> PASSAGE PROVIDED
This arrangement means the event handler function select-triangle is readily available to be unittested.

Event Handlers - Setup - Part 1

To test select-triangle, a unittest must pass in values for the two arguments db and v. And, so, our setup would have to construct both values.

But how to create a useful db value?

db is a map of a certain structure, so one way would be to simply assoc values into a map at certain paths to simulate a real-world db value or, even easier, just use a map literal, like this:

;; a test
(let [
      ;; setup - create db and event
      db      {:some 42  :thing "hello"}   ; a literal
      event   [:select-triangle :other :event :args]

      ;; execute
      result-db (select-triange db event)]

      ;; validate that result-db is correct)
      (is ...)

This certainly works in theory, but in practice, unless we are careful, constructing the db value in setup could:

  • be manual and time-consuming
  • tie tests to the internal structure of app-db

The setup of every test could end up relying on the internal structure of app-db and any change in that structure (which is inevitable over time) would result in a lot re-work in the tests. That's too fragile.

So, this approach doesn't quite work.

Event Handlers - Setup - Part 2

In re-frame, Events are central. They are the "language of the system". They provide the eloquence.

The db value (stored in app-db) is the cumulative result of many event handlers running.

We can use this idea. In setup, instead of manually trying to create that db value, we could "build up" a db value by threading db through many event handlers which cumulatively create the required initial state. Tests then need know nothing about the internal structure of that db.

> EXTRACTED DATA
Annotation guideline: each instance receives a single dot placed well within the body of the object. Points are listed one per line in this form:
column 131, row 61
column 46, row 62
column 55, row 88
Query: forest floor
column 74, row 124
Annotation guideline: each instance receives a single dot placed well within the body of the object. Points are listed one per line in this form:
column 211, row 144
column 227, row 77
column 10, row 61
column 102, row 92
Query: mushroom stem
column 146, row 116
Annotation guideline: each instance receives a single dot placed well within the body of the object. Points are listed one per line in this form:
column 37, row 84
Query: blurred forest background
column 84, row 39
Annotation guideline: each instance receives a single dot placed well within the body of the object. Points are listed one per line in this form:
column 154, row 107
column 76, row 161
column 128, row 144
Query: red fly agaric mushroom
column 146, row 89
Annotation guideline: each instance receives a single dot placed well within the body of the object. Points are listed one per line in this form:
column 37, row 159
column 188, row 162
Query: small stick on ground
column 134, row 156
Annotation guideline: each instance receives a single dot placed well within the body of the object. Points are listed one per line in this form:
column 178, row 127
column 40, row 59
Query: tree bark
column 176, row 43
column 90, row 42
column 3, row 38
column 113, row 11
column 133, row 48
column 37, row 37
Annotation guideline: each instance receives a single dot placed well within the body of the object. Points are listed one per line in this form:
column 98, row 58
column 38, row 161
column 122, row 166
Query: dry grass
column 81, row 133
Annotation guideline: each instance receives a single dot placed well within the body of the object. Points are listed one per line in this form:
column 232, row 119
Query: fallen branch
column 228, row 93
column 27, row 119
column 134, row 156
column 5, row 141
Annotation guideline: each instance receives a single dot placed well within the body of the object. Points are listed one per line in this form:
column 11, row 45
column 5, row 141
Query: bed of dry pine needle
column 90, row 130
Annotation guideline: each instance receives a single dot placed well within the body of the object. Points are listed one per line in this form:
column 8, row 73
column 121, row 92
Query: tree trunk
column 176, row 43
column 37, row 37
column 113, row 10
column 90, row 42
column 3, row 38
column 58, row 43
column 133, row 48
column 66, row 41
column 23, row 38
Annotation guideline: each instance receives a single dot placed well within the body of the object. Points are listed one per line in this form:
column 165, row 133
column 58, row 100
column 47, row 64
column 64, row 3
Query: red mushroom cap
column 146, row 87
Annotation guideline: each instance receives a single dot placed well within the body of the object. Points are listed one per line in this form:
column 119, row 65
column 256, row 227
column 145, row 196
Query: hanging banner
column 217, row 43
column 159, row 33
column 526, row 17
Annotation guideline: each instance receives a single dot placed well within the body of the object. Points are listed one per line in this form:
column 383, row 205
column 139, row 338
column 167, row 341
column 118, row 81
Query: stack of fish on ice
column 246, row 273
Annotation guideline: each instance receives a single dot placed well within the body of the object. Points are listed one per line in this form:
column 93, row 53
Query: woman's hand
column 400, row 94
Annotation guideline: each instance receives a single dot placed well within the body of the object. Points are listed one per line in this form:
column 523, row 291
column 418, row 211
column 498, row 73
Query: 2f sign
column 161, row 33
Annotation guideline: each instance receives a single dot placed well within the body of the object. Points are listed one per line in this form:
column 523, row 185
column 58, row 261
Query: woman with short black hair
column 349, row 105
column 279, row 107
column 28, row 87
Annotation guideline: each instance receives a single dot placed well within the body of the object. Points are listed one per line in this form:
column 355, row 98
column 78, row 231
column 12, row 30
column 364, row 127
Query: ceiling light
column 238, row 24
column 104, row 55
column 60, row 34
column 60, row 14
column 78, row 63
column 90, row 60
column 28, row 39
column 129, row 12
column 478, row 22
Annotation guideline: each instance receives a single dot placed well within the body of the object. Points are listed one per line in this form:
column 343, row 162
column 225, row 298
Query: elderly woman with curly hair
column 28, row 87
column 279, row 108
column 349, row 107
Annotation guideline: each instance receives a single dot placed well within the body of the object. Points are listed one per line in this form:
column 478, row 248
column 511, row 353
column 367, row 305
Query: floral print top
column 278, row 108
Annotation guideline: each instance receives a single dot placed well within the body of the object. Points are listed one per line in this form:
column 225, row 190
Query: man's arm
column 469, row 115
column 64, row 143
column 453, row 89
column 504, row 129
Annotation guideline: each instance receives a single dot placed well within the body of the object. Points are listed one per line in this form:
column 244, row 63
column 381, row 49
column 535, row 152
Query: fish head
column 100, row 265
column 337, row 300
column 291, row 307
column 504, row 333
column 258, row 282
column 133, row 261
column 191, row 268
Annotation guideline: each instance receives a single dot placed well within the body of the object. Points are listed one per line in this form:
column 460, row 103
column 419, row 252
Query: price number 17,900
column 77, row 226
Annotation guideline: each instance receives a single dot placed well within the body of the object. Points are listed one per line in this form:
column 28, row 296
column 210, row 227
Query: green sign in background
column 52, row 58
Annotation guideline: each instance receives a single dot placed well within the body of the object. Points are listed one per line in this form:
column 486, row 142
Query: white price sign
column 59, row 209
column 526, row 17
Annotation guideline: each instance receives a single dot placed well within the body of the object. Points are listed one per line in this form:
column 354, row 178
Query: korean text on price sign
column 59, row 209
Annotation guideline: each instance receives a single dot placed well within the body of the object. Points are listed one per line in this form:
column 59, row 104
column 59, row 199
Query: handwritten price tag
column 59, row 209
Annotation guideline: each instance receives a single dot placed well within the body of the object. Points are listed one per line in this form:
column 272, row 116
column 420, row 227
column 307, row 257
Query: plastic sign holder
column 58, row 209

---

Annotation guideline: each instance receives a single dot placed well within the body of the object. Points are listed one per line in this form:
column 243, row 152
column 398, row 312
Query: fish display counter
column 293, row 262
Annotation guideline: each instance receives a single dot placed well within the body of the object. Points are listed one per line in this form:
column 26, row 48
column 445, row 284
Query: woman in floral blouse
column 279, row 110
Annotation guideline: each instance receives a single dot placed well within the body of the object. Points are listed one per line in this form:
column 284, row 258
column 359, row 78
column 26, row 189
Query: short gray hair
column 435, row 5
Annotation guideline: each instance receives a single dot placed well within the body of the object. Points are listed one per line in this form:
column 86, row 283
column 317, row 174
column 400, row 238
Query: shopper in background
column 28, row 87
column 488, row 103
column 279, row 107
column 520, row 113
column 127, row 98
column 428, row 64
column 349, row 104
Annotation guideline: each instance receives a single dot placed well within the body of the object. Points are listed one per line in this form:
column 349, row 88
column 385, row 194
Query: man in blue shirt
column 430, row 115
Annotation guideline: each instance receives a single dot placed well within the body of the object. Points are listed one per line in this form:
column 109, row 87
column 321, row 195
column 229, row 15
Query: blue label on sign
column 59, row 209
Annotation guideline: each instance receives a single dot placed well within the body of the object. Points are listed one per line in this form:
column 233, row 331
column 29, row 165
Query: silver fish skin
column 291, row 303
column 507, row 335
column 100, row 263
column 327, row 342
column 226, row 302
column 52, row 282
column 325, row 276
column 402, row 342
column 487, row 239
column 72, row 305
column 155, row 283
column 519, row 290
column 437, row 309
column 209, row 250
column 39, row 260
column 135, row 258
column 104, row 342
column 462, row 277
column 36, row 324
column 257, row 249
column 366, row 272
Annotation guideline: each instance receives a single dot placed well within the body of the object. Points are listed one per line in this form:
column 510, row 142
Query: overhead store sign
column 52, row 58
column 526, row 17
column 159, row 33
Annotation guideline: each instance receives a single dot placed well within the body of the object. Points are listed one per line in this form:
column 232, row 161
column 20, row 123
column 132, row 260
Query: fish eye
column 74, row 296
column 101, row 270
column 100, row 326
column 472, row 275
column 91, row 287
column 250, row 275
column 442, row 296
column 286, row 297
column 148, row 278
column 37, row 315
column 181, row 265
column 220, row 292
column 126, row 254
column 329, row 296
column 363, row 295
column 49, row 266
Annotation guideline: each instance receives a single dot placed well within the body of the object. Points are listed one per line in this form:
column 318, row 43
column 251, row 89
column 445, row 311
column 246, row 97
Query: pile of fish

> TASK INSTRUCTIONS
Copy the passage on testing re-frame event handlers from "The setup of" to "of that db.". You won't need the lines.

> FINAL RESULT
The setup of every test could end up relying on the internal structure of app-db and any change in that structure (which is inevitable over time) would result in a lot re-work in the tests. That's too fragile.

So, this approach doesn't quite work.

Event Handlers - Setup - Part 2

In re-frame, Events are central. They are the "language of the system". They provide the eloquence.

The db value (stored in app-db) is the cumulative result of many event handlers running.

We can use this idea. In setup, instead of manually trying to create that db value, we could "build up" a db value by threading db through many event handlers which cumulatively create the required initial state. Tests then need know nothing about the internal structure of that db.